— EXCERPTED TEXT —
The world has always been about to end. When I was growing up, it was World War 3. It was the most well-documented of modern wars, so we all knew the shape of the thing. Someone would mistake a flock of birds or a
computer error for nuclear warhead, and they'd launch all their missiles, and then the other side would launch all their missiles, and that would be the end. Depending on your literary bent, a few people might survive in bomb shelters, their children growing up as very well-armed mutants.
Charlie Stross has
pointed out that World War 3 is topologically equivalent to the return of Cthulhu.
The most common nuclear war/Cthulhu/cometary impact/Rapture story (if such things
leave room for stories) is the cozy catastrophe. A few survivors band together. Civilization has fallen away, leaving small tight-knit groups to guard their resources and each other. They live with medieval technology and whatever additions they've been able to cobble together from the instructions in preserved encyclopedias.

— REQUIRED WORK —
Continue the essay on end-of-the-world stories and the cozy catastrophe from the point where it stops.

— SUPPLIED INFORMATION —
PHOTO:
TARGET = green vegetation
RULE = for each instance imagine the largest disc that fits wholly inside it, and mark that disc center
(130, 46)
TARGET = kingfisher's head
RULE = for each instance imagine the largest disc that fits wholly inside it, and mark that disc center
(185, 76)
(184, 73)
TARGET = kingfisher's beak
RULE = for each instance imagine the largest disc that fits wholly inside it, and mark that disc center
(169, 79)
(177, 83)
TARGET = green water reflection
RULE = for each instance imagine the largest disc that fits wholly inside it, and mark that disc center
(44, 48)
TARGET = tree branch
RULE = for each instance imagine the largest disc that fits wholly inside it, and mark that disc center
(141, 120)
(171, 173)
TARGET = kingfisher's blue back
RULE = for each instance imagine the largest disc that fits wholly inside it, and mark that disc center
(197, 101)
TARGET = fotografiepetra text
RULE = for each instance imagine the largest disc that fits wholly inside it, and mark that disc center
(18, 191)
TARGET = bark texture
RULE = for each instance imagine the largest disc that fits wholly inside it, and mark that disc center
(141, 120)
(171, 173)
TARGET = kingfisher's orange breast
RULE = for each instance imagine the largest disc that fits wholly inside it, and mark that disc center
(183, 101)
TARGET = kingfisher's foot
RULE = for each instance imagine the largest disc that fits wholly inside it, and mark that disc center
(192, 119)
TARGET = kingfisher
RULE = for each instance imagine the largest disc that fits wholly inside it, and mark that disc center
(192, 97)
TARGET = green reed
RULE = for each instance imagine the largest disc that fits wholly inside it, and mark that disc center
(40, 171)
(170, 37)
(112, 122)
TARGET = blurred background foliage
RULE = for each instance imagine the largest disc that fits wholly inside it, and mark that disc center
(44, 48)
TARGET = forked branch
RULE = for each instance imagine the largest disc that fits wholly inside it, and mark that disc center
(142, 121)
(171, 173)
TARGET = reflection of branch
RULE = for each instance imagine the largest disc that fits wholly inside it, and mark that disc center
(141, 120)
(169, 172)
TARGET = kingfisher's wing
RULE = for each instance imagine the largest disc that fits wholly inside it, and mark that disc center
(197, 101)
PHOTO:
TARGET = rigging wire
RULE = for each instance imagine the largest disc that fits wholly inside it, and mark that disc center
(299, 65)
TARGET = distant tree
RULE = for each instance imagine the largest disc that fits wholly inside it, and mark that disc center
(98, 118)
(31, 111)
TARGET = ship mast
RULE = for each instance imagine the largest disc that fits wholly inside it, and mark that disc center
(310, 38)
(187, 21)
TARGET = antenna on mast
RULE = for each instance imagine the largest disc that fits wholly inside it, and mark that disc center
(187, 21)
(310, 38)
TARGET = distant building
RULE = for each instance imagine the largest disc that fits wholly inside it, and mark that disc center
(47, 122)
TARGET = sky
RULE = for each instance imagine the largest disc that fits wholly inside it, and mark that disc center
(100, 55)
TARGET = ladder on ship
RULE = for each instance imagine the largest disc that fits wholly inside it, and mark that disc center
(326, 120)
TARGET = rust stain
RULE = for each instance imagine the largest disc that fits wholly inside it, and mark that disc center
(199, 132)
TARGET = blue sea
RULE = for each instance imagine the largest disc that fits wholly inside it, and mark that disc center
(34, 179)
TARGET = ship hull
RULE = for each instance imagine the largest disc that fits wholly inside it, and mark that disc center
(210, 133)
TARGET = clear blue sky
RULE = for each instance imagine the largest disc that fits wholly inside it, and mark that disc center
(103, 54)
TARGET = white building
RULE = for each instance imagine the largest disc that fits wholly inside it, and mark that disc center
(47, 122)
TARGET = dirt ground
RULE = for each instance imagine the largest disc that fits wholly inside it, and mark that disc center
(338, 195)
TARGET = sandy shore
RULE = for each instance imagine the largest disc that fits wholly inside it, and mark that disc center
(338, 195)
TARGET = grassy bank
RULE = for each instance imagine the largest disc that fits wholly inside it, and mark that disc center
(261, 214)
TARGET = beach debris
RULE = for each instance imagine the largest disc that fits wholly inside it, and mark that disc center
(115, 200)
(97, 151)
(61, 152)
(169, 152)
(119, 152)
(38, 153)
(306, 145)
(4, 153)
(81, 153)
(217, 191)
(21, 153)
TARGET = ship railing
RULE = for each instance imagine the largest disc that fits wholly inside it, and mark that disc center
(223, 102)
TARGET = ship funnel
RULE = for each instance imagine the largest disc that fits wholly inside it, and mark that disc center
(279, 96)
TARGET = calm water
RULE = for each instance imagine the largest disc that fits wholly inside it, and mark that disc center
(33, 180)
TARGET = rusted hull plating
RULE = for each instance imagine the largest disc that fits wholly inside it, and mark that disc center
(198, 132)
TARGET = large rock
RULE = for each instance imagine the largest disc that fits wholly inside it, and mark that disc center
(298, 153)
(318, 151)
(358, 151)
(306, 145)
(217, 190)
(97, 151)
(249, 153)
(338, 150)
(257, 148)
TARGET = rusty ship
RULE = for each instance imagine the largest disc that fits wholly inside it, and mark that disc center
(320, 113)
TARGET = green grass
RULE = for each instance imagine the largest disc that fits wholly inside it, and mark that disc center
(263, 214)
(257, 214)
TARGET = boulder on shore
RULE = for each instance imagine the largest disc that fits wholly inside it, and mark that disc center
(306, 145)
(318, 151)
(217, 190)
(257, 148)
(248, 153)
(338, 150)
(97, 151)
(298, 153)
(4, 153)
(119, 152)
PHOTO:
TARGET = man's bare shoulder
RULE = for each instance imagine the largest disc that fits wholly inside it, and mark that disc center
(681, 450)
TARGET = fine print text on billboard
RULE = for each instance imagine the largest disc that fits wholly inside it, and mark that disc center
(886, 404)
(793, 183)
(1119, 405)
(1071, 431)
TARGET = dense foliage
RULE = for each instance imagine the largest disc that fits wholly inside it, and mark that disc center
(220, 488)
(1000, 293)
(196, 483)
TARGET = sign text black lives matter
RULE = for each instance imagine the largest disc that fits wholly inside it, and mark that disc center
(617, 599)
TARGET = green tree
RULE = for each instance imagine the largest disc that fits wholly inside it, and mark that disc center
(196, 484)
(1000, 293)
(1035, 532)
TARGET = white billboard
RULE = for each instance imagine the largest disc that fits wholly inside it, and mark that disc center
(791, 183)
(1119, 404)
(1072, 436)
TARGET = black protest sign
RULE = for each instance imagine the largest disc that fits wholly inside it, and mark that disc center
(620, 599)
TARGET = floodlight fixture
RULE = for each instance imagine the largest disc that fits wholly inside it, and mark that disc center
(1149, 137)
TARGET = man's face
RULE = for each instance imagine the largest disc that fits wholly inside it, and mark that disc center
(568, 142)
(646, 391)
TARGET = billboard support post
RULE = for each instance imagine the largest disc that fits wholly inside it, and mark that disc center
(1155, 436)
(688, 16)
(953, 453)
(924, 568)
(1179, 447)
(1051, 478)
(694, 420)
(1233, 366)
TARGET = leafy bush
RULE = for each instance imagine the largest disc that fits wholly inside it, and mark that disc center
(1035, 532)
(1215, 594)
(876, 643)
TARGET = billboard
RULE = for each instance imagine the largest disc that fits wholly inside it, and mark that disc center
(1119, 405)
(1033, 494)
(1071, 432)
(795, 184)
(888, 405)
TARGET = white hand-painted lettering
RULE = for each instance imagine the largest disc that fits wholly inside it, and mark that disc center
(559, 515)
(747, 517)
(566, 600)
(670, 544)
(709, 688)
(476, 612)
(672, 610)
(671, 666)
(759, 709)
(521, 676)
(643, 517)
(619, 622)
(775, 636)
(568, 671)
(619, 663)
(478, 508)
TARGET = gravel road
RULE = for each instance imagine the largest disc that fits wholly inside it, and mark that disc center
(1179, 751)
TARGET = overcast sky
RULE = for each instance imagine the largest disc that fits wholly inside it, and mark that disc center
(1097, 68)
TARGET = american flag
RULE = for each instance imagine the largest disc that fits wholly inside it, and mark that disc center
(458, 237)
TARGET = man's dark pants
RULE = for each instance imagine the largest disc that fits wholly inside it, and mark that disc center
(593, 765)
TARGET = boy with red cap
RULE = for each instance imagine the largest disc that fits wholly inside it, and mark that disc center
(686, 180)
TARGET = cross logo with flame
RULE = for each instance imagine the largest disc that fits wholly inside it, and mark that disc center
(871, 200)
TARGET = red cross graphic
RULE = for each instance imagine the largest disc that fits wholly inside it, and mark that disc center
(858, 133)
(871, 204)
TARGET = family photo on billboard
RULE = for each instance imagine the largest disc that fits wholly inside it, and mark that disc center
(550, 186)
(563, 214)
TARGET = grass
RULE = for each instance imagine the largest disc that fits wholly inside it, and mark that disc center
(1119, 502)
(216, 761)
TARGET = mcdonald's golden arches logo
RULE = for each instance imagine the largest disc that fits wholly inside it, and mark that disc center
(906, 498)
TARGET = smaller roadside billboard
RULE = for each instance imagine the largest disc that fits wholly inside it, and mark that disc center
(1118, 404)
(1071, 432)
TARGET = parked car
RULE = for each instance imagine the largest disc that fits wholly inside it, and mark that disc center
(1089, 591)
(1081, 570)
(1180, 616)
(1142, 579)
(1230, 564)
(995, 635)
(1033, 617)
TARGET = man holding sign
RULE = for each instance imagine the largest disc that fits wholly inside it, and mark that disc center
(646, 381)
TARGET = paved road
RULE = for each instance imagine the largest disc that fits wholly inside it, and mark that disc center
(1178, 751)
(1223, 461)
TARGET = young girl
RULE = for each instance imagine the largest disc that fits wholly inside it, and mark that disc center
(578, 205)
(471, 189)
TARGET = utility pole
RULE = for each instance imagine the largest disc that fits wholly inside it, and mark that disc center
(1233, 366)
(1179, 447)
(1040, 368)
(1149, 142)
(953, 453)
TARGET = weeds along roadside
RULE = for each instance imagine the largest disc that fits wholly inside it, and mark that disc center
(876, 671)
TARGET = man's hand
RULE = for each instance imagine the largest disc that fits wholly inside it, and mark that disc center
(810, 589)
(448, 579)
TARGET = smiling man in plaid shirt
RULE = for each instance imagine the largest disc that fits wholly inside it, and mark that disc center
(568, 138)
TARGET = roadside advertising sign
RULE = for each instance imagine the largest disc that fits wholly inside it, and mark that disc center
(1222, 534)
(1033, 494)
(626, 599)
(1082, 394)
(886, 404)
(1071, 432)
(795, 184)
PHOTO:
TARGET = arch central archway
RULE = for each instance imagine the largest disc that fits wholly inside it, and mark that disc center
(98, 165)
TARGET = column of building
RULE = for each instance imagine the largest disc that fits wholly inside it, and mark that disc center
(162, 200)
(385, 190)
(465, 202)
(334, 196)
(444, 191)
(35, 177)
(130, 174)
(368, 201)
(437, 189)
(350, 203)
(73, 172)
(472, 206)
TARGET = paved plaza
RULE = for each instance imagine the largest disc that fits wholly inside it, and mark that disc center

— TASK OUTPUT —
S. M. Stirling's Change books (which I love, it should be said) are the epitome of this form--all the distraction of radiation and so on is forgone, replaced by an unknown force that prevents the use of technology above a certain level. The world is ruled by Pagans and SCAdians. This is quite common in cozy catastrophes, by the way: the reader's favorite groups, unappreciated in our impersonal modern civilization, turn out to have exactly the skills required in the new world.
A lot of people think about climate change and/or peak oil in the familiar terms of the cozy catastrophe. They find response strategies appropriate to the Rapture. Get away from civilization. Start a homestead. Learn to keep bees and milk goats. Assume that cities will fall apart and crowds will riot, and that your best bet is to be far away from targets.
But climate change is not topologically equivalent to nuclear war. Nuclear war is (
mostly) all or nothing. There is one dramatic event; you have to get through it, and then lay low during the aftermath. And there's no missing it. When the bombs fall and the dead rise, everybody will know, and everybody will react.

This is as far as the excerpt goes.